Short exercise: Please count the lines in the material below that contain the string "side", and reply with that number alone.
── Data shown ──
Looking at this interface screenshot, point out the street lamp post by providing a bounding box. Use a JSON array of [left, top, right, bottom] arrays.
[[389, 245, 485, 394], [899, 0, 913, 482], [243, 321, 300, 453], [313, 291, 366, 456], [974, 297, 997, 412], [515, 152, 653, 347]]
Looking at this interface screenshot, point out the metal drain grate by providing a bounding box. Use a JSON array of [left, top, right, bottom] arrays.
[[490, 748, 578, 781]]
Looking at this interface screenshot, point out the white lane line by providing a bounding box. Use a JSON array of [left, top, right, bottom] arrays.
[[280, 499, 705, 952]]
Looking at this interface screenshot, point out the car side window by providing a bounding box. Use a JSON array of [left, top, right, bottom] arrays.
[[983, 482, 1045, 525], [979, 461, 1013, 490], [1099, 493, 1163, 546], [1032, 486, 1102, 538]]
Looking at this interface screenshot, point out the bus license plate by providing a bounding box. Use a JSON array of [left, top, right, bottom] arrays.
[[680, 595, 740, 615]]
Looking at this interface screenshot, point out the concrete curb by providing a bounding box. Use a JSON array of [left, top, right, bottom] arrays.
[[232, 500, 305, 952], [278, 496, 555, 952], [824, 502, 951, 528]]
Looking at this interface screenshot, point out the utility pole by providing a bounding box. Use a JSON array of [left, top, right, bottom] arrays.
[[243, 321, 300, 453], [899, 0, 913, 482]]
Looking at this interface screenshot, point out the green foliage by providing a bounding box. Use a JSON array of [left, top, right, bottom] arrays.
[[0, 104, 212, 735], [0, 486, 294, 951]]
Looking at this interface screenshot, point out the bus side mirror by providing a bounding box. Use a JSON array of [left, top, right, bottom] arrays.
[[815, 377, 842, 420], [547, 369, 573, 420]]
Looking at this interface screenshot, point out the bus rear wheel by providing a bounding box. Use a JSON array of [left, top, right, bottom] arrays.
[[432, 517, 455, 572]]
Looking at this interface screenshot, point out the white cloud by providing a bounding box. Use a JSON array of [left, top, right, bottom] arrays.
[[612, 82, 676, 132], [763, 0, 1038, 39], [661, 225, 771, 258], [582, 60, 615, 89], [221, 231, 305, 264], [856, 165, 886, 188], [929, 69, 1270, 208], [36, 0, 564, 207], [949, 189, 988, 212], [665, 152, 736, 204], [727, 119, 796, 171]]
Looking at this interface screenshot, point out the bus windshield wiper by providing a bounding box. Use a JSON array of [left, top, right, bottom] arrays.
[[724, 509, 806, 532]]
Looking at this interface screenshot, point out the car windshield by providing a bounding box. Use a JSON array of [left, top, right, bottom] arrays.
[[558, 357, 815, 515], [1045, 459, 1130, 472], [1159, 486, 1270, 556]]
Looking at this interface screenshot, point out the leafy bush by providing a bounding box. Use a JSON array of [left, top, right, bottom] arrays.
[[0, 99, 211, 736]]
───
Solved problem: 2